We have a plan to create a docker environment of Spark test use, but current situation, you need to prepare Spark firstly.
Get Yosegi's jar from Maven repository.It can be easily obtained from the following command.
$ ./bin/get_jar.sh get
It is in the following path.
./jars/yosegi/latest/yosegi.jar
Specify yosegi's jars for Spark's startup option "- jar".
$ ./bin/spark-shell --jars ./jars/yosegi/latest/yosegi.jar,./target/scala-2.11/yosegi-spark_2.11-1.0.jar
In this example, CSV data is assumed to be input data. With this data as input, we create a table in Yosegi format and read data from the table.
Create the following csv file.In this example, to illustrate writing to and reading from the table, the data is a simple example. If you already have a table, you still have the input.
{"id":"X_0001","name":"AAA","age":20}
{"id":"X_0002","name":"BBB","age":30}
{"id":"X_0003","name":"CCC","age":32}
{"id":"X_0004","name":"DDD","age":21}
{"id":"X_0005","name":"EEE","age":28}
{"id":"X_0006","name":"FFF","age":21}
Run Spark. Load json file and create yosegi file.
val sqlContext = new SQLContext(sc);
val df = sqlContext.read.json("/tmp/example.json")
JSON output looks like this.
scala> df.show()
+---+------+----+
|age| id|name|
+---+------+----+
| 20|X_0001| AAA|
| 30|X_0002| BBB|
| 32|X_0003| CCC|
| 21|X_0004| DDD|
| 28|X_0005| EEE|
| 21|X_0006| FFF|
+---+------+----+
Save the data frame created from JSON as a yosegi file.
df.write.format("jp.co.yahoo.yosegi.spark.YosegiFileFormat").save("/tmp/example.yosegi")
Read as a data frame from yosegi file.
val sqlContext = new SQLContext(sc);
val df = sqlContext.read.format("jp.co.yahoo.yosegi.spark.YosegiFileFormat" ).load( "/tmp/example.yosegi")
df.show
The output looks like this.
scala> df.show()
+----+------+---+
|name| id|age|
+----+------+---+
| AAA|X_0001| 20|
| BBB|X_0002| 30|
| CCC|X_0003| 32|
| DDD|X_0004| 21|
| EEE|X_0005| 28|
| FFF|X_0006| 21|
+----+------+---+

### [TASK INSTRUCTIONS]
Translate into Spanish this sentence from the Yosegi-with-Spark guide: "Save the data frame created from JSON as a yosegi file."

[Entries pointing to labeled objects]
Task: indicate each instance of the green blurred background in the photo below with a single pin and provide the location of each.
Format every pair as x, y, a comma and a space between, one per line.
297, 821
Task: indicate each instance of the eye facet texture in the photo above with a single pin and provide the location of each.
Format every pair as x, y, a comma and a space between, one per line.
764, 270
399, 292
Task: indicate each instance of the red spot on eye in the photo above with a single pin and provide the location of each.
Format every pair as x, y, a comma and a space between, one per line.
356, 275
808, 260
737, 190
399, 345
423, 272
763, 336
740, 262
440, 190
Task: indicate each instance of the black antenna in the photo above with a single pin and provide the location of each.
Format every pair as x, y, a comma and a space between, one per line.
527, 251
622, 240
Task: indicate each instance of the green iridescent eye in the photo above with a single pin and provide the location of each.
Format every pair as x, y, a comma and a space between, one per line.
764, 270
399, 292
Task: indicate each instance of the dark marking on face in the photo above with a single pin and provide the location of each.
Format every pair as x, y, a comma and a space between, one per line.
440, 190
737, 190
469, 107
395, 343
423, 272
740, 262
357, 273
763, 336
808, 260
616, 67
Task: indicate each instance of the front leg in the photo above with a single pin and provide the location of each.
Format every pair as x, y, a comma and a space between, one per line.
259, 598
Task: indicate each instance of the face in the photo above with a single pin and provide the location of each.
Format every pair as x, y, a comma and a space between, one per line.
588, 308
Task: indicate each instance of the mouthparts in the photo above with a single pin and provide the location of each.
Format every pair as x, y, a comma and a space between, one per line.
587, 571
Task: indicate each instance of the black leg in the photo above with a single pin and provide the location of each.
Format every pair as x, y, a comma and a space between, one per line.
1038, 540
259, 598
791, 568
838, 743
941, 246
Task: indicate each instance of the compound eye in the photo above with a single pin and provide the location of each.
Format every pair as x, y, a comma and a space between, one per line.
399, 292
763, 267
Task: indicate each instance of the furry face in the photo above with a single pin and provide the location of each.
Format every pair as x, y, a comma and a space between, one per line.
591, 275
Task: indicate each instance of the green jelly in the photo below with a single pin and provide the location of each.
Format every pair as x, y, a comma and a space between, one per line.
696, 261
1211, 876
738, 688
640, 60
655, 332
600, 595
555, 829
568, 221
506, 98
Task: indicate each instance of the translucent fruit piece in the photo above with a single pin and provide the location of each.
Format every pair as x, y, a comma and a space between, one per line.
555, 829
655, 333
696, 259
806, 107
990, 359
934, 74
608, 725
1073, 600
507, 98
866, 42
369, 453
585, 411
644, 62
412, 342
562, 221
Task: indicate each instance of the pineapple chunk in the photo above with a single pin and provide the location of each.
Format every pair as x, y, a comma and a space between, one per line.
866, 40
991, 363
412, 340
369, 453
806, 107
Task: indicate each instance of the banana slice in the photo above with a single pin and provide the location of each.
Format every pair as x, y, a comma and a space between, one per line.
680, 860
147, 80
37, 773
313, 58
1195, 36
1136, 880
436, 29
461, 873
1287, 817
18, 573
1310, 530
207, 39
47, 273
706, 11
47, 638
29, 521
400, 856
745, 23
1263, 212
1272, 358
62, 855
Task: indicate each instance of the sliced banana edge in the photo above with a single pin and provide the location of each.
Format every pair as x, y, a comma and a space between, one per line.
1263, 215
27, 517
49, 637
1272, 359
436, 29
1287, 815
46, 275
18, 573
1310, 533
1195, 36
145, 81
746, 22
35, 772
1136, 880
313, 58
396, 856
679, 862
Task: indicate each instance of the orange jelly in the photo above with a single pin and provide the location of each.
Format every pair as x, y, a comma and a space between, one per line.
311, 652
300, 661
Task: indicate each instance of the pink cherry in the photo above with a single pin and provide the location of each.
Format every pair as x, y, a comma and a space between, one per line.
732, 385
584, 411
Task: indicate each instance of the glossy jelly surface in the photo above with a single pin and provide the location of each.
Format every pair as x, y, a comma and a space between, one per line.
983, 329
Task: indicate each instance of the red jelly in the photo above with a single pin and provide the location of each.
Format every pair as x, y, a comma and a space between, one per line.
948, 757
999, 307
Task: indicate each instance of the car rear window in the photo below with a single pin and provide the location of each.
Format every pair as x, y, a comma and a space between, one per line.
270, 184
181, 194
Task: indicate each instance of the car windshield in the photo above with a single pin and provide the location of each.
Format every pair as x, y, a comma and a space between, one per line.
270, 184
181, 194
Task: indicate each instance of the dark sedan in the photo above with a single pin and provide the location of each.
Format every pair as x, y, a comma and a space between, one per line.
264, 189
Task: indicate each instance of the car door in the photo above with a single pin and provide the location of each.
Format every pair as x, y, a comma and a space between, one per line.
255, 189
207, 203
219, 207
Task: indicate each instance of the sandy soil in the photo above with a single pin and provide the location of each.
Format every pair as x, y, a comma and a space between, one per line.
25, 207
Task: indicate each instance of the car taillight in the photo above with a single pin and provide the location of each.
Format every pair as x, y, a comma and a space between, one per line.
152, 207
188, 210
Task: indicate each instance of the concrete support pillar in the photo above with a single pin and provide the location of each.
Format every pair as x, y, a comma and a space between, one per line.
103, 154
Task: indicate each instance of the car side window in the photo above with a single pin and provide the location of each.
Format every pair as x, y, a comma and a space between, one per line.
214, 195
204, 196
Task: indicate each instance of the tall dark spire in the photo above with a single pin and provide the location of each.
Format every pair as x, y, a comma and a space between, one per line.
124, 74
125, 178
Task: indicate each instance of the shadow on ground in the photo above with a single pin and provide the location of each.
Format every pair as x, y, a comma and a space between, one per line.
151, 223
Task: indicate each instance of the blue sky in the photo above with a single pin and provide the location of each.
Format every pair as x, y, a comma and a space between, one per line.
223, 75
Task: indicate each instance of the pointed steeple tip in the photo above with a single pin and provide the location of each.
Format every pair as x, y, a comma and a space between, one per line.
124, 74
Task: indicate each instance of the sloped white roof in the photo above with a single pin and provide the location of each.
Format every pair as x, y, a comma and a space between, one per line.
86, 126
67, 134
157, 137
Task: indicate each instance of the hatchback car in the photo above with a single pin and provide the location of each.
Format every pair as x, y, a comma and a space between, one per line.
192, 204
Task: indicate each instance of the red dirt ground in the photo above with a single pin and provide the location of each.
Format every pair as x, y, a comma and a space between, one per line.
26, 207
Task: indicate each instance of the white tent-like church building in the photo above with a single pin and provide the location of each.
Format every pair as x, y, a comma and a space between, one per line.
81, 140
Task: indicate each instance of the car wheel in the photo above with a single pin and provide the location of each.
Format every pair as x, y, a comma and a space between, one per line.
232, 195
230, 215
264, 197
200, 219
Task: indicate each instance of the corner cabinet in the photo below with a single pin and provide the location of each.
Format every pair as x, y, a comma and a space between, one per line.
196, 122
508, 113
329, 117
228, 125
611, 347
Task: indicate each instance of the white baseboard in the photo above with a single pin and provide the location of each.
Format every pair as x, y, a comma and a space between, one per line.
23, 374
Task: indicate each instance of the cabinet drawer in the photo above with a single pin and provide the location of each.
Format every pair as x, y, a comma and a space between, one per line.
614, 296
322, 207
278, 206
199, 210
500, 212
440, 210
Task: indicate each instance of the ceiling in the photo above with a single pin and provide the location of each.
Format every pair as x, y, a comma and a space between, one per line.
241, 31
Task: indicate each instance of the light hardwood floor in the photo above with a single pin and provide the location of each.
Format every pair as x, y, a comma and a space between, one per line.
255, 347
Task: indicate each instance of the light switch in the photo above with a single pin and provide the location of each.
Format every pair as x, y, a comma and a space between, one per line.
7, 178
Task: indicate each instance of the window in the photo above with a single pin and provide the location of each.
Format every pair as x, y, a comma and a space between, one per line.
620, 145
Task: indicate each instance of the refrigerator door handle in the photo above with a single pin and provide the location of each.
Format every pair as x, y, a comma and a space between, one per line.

### [SOLUTION FOR THIS EXERCISE]
Guarde el data frame creado a partir de JSON como un archivo yosegi.